--- Verilen görev ---
Kaynak metinde "Çocuk bu yaş" sözleriyle başlayıp "soluklu ağladığı görülür." sözlerine kadar devam eden bölümü kelimesi kelimesine aktarın.

--- Kaynak metin ---

■ ■ ■ ■ ■ ■ ■

Merhaba Perihan Hanım
Benim 2,5 yaşında bir kızım var. O kadar huysuz ki, ne kadar anlatsam az. Gecenin yansı hiçbir şey yokken çiğlik atarak kalkıyor, ağlıyor ağlıyor, saatlerce susmuyor. Otururken durup dururken kendini yere atıyor, yaklaşık 40-45 dakika susmuyor.
Yardımcı olmaya çalışıyoruz kabul etmiyor. Oyun oynatmaya çalışıyoruz, oyuncakları atıp ağlamaya başlıyor. Doktorlara götürdük “Bir rahatsızlığı mı var?” diye ama hiçbir şey çıkmadı. Ne yapacağımızı şaşırdı. Babası ve ben çok yıprandık Lütfen bize tavsiyelerde bulunun
Ayşe Ç.. / İstanbul
Kızınızla ilgili anlattıklarınız iki hususu akla getiriyor.
Çocuk bu yaş döneminde anneye bağımlı olma ile bağımsız bir birey olmaya doğru gitme arasında bir kargaşa yaşar, Her şeyi kendisi yapmak, kendisi seçmek ister. Dil gelişimi isteklerini anlatmaya henüz yeterli olmadığı için kolayca öfkelenir.
Başka bir deyişle;
Bu dönemde hareketi de arttığından kurallar ve yasaklarla karşı karşıya kalır. En uyumlu çocukların bile 1-3 yaş arasında en azından durup dururken birkaç kez kendini yere attığı birilerini ısırdığı veya uzun soluklu ağladığı görülür.

■ ■ ■ ■ ■ ■ ■

--- Veri alıntısı ---
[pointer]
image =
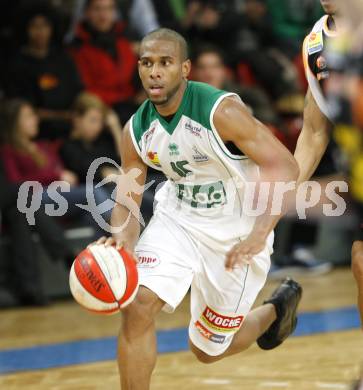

■ ■ ■ ■ ■ ■ ■

--- Görevin cevabı ---
Çocuk bu yaş döneminde anneye bağımlı olma ile bağımsız bir birey olmaya doğru gitme arasında bir kargaşa yaşar, Her şeyi kendisi yapmak, kendisi seçmek ister. Dil gelişimi isteklerini anlatmaya henüz yeterli olmadığı için kolayca öfkelenir.
Başka bir deyişle;
Bu dönemde hareketi de arttığından kurallar ve yasaklarla karşı karşıya kalır. En uyumlu çocukların bile 1-3 yaş arasında en azından durup dururken birkaç kez kendini yere attığı birilerini ısırdığı veya uzun soluklu ağladığı görülür.